Stated exercise:
Please turn the listing into a numbered list, starting at its first line and going on through the line with "point(111, 108)". Skip blank lines and leave the pictures out.

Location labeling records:
## begin

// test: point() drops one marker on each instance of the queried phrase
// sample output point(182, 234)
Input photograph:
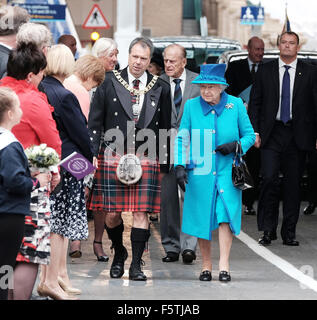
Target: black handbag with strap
point(241, 177)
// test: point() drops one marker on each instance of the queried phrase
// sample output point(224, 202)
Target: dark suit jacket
point(4, 56)
point(191, 91)
point(264, 103)
point(70, 120)
point(238, 77)
point(111, 108)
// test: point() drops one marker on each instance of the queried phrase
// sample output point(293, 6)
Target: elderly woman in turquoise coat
point(211, 127)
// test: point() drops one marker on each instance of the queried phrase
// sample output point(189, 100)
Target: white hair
point(36, 33)
point(103, 47)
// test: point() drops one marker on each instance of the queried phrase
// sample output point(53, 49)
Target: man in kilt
point(127, 112)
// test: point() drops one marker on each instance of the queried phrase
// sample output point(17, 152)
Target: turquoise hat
point(212, 73)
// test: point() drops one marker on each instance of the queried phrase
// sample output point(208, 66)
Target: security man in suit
point(240, 75)
point(173, 240)
point(11, 19)
point(283, 112)
point(126, 103)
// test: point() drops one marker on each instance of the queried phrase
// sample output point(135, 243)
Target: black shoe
point(188, 256)
point(104, 258)
point(154, 217)
point(310, 208)
point(75, 254)
point(291, 242)
point(265, 240)
point(248, 210)
point(117, 267)
point(205, 276)
point(136, 274)
point(224, 276)
point(271, 234)
point(171, 257)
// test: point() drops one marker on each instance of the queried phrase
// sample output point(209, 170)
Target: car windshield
point(198, 50)
point(230, 56)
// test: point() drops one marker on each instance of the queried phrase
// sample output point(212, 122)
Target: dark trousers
point(11, 235)
point(280, 154)
point(312, 177)
point(253, 161)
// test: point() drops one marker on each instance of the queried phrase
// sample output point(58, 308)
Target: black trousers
point(253, 161)
point(280, 154)
point(312, 177)
point(11, 235)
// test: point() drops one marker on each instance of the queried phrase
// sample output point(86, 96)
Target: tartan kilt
point(108, 194)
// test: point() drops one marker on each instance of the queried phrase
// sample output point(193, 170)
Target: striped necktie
point(286, 97)
point(135, 108)
point(177, 94)
point(136, 83)
point(253, 71)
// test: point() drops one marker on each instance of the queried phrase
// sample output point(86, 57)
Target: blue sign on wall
point(252, 15)
point(44, 12)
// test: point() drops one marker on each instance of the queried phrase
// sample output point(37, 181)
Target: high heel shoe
point(39, 290)
point(224, 276)
point(47, 292)
point(205, 275)
point(104, 258)
point(66, 288)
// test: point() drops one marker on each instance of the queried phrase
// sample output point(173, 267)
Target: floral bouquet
point(42, 158)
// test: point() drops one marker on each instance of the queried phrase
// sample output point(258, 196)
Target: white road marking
point(280, 263)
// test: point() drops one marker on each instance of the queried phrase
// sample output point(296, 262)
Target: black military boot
point(139, 237)
point(120, 252)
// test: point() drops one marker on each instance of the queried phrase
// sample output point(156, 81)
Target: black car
point(199, 50)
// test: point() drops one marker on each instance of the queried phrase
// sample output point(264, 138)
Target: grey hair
point(36, 33)
point(103, 47)
point(144, 42)
point(11, 18)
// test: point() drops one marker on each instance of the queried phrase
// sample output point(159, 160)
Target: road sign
point(96, 19)
point(43, 12)
point(252, 15)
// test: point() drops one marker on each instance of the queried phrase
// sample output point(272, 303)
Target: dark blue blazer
point(16, 183)
point(70, 120)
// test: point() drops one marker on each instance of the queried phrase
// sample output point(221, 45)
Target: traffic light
point(94, 36)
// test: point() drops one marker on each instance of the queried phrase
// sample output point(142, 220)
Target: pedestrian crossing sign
point(96, 19)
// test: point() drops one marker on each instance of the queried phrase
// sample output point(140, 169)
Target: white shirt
point(251, 63)
point(292, 72)
point(142, 84)
point(182, 83)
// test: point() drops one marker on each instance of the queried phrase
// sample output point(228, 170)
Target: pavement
point(277, 272)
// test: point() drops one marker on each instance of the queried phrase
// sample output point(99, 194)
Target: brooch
point(229, 105)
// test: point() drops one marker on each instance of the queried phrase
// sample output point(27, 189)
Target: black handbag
point(241, 177)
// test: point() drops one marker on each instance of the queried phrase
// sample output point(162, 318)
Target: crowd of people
point(115, 119)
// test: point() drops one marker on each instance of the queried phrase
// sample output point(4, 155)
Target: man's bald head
point(69, 41)
point(255, 49)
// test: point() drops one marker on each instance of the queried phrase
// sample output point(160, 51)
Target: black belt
point(289, 123)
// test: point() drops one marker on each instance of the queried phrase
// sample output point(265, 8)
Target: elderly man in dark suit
point(11, 19)
point(240, 75)
point(283, 112)
point(173, 240)
point(123, 106)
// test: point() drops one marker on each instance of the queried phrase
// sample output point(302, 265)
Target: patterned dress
point(69, 215)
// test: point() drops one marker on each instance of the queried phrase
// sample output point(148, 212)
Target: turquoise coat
point(210, 196)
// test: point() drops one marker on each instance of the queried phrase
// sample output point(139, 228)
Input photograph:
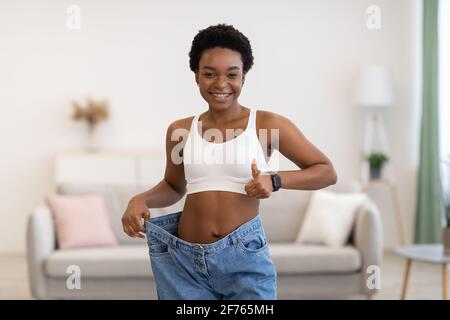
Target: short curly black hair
point(223, 36)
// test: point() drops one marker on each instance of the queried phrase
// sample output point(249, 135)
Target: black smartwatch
point(276, 180)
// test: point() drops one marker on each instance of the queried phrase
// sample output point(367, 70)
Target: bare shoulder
point(271, 120)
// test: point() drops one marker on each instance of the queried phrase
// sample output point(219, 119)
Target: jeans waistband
point(157, 227)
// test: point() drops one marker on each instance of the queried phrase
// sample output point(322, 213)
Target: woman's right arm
point(167, 192)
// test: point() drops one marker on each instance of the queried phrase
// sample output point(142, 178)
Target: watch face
point(276, 181)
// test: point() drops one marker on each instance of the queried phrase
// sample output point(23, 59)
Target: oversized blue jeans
point(235, 267)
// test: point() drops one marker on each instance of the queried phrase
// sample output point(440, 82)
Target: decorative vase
point(446, 240)
point(375, 173)
point(91, 140)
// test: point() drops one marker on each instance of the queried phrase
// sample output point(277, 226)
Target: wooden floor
point(425, 279)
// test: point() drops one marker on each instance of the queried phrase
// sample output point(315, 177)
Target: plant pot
point(375, 173)
point(446, 240)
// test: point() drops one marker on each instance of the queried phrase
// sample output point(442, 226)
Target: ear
point(196, 77)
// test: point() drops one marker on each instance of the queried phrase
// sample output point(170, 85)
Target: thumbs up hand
point(260, 186)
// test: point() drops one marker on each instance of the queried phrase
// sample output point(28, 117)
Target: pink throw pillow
point(80, 221)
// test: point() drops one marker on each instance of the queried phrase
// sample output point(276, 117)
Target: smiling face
point(220, 77)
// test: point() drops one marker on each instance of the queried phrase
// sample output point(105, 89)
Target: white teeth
point(221, 95)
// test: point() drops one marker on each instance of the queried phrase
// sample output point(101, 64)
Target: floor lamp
point(374, 93)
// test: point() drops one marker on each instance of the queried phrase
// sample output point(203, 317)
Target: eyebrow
point(230, 68)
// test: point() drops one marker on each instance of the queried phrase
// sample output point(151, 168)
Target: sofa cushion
point(107, 262)
point(80, 221)
point(282, 214)
point(330, 217)
point(116, 198)
point(296, 258)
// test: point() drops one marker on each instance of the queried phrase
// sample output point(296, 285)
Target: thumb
point(147, 214)
point(255, 170)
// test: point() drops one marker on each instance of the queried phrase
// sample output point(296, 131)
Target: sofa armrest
point(40, 243)
point(368, 239)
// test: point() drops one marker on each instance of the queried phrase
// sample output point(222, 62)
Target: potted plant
point(376, 162)
point(92, 113)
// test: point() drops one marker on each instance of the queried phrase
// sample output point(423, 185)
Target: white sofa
point(304, 271)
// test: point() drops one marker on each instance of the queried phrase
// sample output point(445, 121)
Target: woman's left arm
point(316, 172)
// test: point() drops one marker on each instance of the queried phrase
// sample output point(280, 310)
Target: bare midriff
point(211, 215)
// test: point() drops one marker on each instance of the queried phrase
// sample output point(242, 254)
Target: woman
point(216, 247)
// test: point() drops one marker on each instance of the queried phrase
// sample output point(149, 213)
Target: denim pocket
point(157, 247)
point(253, 242)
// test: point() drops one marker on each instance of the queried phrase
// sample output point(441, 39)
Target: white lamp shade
point(374, 88)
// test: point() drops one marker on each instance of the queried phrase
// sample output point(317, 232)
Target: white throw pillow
point(329, 217)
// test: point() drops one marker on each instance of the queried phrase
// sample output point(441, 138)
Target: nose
point(221, 82)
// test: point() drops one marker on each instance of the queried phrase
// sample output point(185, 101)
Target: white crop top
point(222, 166)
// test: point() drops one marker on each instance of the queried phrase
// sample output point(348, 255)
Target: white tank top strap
point(252, 119)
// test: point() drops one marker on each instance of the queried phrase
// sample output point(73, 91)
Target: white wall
point(135, 54)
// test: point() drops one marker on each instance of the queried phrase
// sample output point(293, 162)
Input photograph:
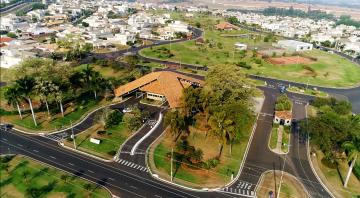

## end

Response:
1. // test: point() drops one marker on each instance of the queried phrase
2. // sample output point(182, 234)
3. Input photograph:
4. Target: black handbag with strap
5. point(241, 177)
6. // test: point() drops one marker on each instance of the queried phrase
7. // sample output point(224, 202)
8. Target: dark suit jacket
9. point(4, 56)
10. point(191, 91)
11. point(264, 103)
12. point(70, 120)
13. point(238, 77)
14. point(111, 108)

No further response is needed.